● Instructions to follow
Give back every entry below, exactly as written.
[[ Extracted entries, beginning ]]
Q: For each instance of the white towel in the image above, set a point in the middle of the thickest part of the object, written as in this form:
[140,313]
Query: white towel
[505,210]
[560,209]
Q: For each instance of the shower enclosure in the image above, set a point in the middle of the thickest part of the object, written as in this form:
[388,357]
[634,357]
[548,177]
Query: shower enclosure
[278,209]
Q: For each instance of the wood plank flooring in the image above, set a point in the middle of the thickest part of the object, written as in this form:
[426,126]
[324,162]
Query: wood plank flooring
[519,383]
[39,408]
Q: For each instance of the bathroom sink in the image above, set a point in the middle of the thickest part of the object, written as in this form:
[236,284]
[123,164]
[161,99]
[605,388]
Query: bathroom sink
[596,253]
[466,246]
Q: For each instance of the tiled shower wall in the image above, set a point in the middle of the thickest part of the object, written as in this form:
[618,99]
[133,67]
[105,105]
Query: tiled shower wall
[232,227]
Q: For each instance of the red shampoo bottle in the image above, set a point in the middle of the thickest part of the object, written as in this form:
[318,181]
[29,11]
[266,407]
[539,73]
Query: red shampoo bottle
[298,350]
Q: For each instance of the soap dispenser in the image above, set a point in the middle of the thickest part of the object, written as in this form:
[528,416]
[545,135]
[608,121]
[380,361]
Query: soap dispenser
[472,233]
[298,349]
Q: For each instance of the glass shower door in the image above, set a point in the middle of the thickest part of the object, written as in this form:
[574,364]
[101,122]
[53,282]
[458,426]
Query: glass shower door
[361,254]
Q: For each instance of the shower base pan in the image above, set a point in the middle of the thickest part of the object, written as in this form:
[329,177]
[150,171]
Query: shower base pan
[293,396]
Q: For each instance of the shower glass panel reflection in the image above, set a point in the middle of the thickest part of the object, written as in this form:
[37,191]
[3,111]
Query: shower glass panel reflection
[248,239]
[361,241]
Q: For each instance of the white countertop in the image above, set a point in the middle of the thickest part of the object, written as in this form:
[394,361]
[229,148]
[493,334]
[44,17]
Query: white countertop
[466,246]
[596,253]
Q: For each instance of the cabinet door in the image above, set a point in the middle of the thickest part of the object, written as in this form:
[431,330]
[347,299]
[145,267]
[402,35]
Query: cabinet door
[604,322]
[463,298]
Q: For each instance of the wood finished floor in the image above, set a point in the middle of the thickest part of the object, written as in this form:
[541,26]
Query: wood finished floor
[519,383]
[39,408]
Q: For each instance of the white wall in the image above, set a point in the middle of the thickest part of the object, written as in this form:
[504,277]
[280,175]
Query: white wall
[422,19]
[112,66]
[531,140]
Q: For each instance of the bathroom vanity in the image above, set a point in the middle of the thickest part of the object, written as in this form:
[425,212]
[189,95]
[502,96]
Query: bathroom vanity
[[ Extracted entries, end ]]
● Solved exercise
Q: For each instance of the white towel in the image above, set a point in the middle of the thickest part of the object, written as in this form:
[140,313]
Query: white towel
[505,210]
[560,209]
Q: For each instance of the shower enclosure in the image above, set a point in the middle of the thickest part of the object, written as in this form:
[388,357]
[634,357]
[548,177]
Query: shower enclosure
[278,209]
Q: For each instance of the wood plank flooring in the image above, set a point in the middle of the thickest part of the object, written as in this form:
[426,126]
[324,162]
Query: wood plank flooring
[519,383]
[39,408]
Q: For each instance of the bathroom sink in the image above, set a point in the middle of the thickest part of the object, written as in this form:
[236,284]
[123,164]
[161,99]
[605,388]
Query: bathroom sink
[596,253]
[466,246]
Q: For each instance of the tiled shower wall in the image above, set a point in the middle of the thickest part of the object, written as in this form:
[618,99]
[133,67]
[105,105]
Query: tiled shower wall
[232,227]
Q: For each instance of the red shampoo bottle in the image above, set a point in the middle of the thickest part of the object, written as in this form:
[318,181]
[29,11]
[266,407]
[539,73]
Query: red shampoo bottle
[298,350]
Q: For each instance of the soap dispenser in the image above, set a point in the middle of the thickest part of the object, written as in this form:
[528,416]
[545,135]
[608,121]
[380,361]
Query: soap dispenser
[472,233]
[298,349]
Q: For each instance of the glass shower door in the image above, set a point in the middle of the thickest part of the object, written as in this form:
[574,364]
[101,122]
[53,282]
[458,426]
Query: glass shower door
[361,254]
Q: For each instance of the shower base pan in the image above, set a point in the middle of the thickest part of the object, written as in this form:
[329,177]
[150,171]
Query: shower base pan
[293,396]
Q: For each instance of the shower glass panel reflection in the image above, set a point in the middle of the thickest part of the object, written as in this form:
[37,191]
[3,111]
Query: shower glass panel reflection
[248,239]
[361,241]
Q: For each instance of the white countertop in the image above, set a point in the middle of the thickest part of the object, written as in this form:
[394,361]
[229,148]
[493,334]
[44,17]
Query: white countertop
[466,246]
[596,253]
Q: For each instance of the cabinet door in the image above, set a point in the middle of the thickest part of the object, written as in this form:
[431,330]
[347,299]
[145,267]
[402,35]
Query: cabinet door
[604,322]
[463,298]
Q: For each instance of the wood finished floor in the image above, set a point in the middle of the thickest part of the object, written as in this form:
[541,26]
Query: wood finished floor
[519,383]
[39,408]
Q: For each instance of the white wall in the image above, set a point in the middle of the thickest part of the object, written as in this form:
[504,277]
[280,175]
Query: white wall
[422,19]
[112,66]
[531,140]
Q: For each instance of the bathroom vanity in the image above, set a point in the middle of the thickest part of the object, written as in this form:
[425,212]
[189,95]
[502,96]
Query: bathroom vanity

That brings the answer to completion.